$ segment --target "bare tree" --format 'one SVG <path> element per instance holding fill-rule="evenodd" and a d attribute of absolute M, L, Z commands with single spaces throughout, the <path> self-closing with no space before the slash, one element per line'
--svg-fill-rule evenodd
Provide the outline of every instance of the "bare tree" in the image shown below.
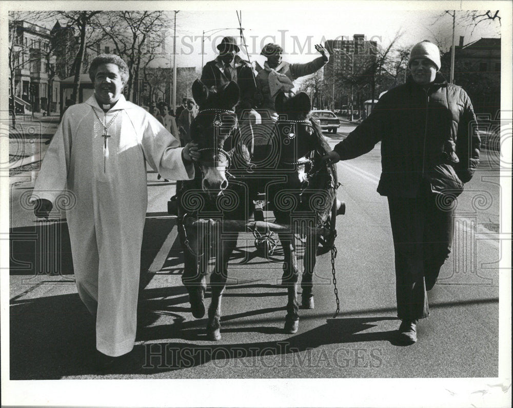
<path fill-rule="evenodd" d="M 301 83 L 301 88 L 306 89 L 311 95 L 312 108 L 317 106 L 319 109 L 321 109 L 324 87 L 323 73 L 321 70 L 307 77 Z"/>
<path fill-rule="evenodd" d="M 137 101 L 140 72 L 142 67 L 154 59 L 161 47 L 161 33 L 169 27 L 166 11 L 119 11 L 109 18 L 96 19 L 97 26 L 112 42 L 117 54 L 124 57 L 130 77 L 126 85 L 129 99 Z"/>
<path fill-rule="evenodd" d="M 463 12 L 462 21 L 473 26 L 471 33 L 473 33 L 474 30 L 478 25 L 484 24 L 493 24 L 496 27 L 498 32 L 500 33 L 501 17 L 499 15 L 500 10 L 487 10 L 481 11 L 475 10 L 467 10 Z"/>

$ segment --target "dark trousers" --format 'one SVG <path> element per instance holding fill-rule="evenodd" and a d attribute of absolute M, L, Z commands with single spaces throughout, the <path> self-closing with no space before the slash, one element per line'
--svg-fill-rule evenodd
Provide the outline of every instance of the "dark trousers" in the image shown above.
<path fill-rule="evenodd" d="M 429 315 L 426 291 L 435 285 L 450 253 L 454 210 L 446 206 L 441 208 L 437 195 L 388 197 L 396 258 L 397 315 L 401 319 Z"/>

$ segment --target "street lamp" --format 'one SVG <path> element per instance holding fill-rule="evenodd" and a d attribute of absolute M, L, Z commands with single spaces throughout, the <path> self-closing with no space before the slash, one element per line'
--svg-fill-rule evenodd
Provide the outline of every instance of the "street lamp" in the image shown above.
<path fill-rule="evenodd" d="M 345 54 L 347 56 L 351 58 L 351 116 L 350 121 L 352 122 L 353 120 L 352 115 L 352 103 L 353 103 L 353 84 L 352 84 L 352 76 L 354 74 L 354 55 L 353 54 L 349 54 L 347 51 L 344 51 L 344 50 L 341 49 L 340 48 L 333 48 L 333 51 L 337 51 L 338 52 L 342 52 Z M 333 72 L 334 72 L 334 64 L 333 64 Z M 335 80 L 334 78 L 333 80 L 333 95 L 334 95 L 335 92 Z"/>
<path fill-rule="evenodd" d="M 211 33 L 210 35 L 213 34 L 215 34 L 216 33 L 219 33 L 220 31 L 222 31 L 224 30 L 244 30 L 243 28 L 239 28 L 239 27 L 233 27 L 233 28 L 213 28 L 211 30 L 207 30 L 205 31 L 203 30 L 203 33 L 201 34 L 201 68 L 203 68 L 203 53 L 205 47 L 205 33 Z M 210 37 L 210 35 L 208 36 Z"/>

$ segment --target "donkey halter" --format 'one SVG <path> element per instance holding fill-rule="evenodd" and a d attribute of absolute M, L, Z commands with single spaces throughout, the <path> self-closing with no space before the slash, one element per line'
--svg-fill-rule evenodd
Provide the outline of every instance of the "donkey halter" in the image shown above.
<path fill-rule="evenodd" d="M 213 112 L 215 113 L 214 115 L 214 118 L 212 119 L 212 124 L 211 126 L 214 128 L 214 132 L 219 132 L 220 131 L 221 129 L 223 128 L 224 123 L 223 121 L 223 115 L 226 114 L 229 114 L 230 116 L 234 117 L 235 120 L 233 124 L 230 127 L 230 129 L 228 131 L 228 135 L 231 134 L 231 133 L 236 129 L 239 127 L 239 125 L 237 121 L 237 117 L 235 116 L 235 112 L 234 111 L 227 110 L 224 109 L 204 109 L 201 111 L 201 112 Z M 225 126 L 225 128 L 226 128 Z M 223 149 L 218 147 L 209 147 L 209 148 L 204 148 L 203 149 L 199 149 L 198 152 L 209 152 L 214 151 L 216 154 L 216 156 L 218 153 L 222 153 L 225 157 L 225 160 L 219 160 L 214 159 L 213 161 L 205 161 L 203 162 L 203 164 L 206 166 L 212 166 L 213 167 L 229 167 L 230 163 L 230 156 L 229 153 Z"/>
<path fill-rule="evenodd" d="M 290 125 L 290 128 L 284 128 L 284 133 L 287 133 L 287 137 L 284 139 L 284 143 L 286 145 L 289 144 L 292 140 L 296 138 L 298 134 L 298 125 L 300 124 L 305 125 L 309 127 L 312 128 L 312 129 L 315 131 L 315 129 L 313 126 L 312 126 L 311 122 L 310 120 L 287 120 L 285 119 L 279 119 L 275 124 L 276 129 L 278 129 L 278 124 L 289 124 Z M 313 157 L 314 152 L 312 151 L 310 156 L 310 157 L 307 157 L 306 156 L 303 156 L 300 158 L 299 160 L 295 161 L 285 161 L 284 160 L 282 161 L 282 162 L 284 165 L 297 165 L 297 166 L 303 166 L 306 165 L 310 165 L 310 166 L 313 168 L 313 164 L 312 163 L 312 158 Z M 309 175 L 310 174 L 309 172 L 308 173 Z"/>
=-=-=
Repeat each line of the records above exactly, but do not copy the pictures.

THE ANSWER =>
$ segment --target "bare tree" --format 'one SVG <path> element per instance holding fill-rule="evenodd" and a d attribute of absolute M, L, Z commands with single spaces throughout, the <path> self-closing with no space before the slash, one element per line'
--svg-fill-rule evenodd
Provide the outline of every instance of the "bare tree" in the image shown below.
<path fill-rule="evenodd" d="M 301 83 L 301 88 L 306 89 L 311 95 L 312 108 L 317 106 L 319 109 L 321 109 L 324 87 L 323 73 L 321 70 L 307 77 Z"/>
<path fill-rule="evenodd" d="M 137 101 L 140 72 L 142 67 L 154 59 L 161 47 L 161 33 L 169 27 L 166 11 L 119 11 L 109 18 L 96 19 L 97 26 L 112 42 L 117 54 L 124 57 L 130 77 L 126 85 L 129 99 Z"/>
<path fill-rule="evenodd" d="M 463 12 L 462 21 L 473 26 L 471 33 L 473 33 L 474 30 L 478 25 L 484 24 L 493 24 L 496 27 L 498 32 L 500 33 L 501 17 L 499 15 L 500 10 L 487 10 L 481 11 L 475 10 L 467 10 Z"/>

$ segment --target "dark trousers" --format 'one SVG <path> element per instance holding fill-rule="evenodd" and a d attribute of absolute M, L, Z commands with single spaces throughout, the <path> self-closing with no space before the slash, one element per line'
--svg-fill-rule evenodd
Provide the outline of every instance of the "dark trousers" in the image shown above.
<path fill-rule="evenodd" d="M 429 315 L 426 291 L 435 285 L 450 253 L 454 210 L 446 206 L 441 208 L 437 195 L 388 197 L 396 258 L 397 315 L 401 319 Z"/>

$ segment --target "street lamp" --format 'one SVG <path> element per instance holding fill-rule="evenodd" and a d attribute of absolute M, L, Z commands with single spaces throughout, the <path> self-closing with no space before the slash, one element per line'
--svg-fill-rule evenodd
Provide the outline of every instance of the "street lamp" in the image shown above.
<path fill-rule="evenodd" d="M 345 54 L 347 56 L 351 58 L 351 116 L 350 121 L 352 122 L 353 120 L 352 115 L 352 103 L 353 103 L 353 84 L 352 84 L 352 76 L 354 74 L 354 55 L 353 54 L 349 54 L 347 51 L 344 51 L 344 50 L 341 49 L 340 48 L 333 48 L 333 51 L 337 51 L 338 52 L 342 52 Z M 333 72 L 334 72 L 334 64 L 333 64 Z M 335 80 L 334 78 L 333 80 L 333 95 L 334 95 L 335 92 Z"/>
<path fill-rule="evenodd" d="M 211 33 L 210 35 L 213 34 L 215 34 L 216 33 L 219 33 L 220 31 L 222 31 L 224 30 L 244 30 L 243 28 L 239 28 L 239 27 L 233 27 L 233 28 L 213 28 L 211 30 L 207 30 L 205 31 L 203 30 L 203 33 L 201 34 L 201 68 L 203 68 L 203 53 L 205 47 L 205 33 Z M 210 37 L 210 35 L 208 36 Z"/>

$ segment --target "donkey halter" --format 'one SVG <path> element per instance holding fill-rule="evenodd" and a d attribute of absolute M, L, Z commands with single spaces throughout, the <path> self-closing with no space before the slash, one element per line'
--svg-fill-rule evenodd
Provide the outline of every instance of the "donkey halter" in the image shown above.
<path fill-rule="evenodd" d="M 213 112 L 215 113 L 214 115 L 214 118 L 212 119 L 212 124 L 211 126 L 214 128 L 214 132 L 219 132 L 220 131 L 221 129 L 223 128 L 224 123 L 223 121 L 223 115 L 226 114 L 229 114 L 230 116 L 234 117 L 235 120 L 233 124 L 230 127 L 230 129 L 228 131 L 228 135 L 231 134 L 231 133 L 236 129 L 239 127 L 239 125 L 237 121 L 237 117 L 235 116 L 235 112 L 234 111 L 227 110 L 224 109 L 204 109 L 201 111 L 201 112 Z M 225 126 L 225 128 L 226 128 Z M 223 149 L 218 147 L 209 147 L 209 148 L 204 148 L 203 149 L 199 149 L 198 152 L 209 152 L 214 151 L 216 154 L 216 156 L 218 153 L 222 153 L 225 157 L 225 160 L 219 160 L 214 159 L 213 161 L 205 161 L 203 162 L 203 164 L 206 166 L 212 166 L 213 167 L 229 167 L 230 163 L 230 156 L 229 153 Z"/>
<path fill-rule="evenodd" d="M 290 125 L 290 128 L 284 128 L 284 133 L 287 133 L 287 137 L 284 139 L 284 143 L 286 145 L 289 144 L 292 140 L 296 138 L 298 134 L 298 125 L 300 124 L 305 125 L 309 127 L 312 128 L 312 129 L 315 131 L 315 129 L 313 126 L 312 126 L 311 122 L 310 120 L 287 120 L 285 119 L 279 119 L 275 124 L 276 129 L 278 129 L 278 124 L 289 124 Z M 313 157 L 314 152 L 312 151 L 310 156 L 310 157 L 307 157 L 306 156 L 303 156 L 300 158 L 299 160 L 295 161 L 285 161 L 284 160 L 282 161 L 282 162 L 284 165 L 297 165 L 297 166 L 303 166 L 306 165 L 310 165 L 310 166 L 313 168 L 313 164 L 312 163 L 312 158 Z M 309 175 L 310 174 L 309 172 L 308 173 Z"/>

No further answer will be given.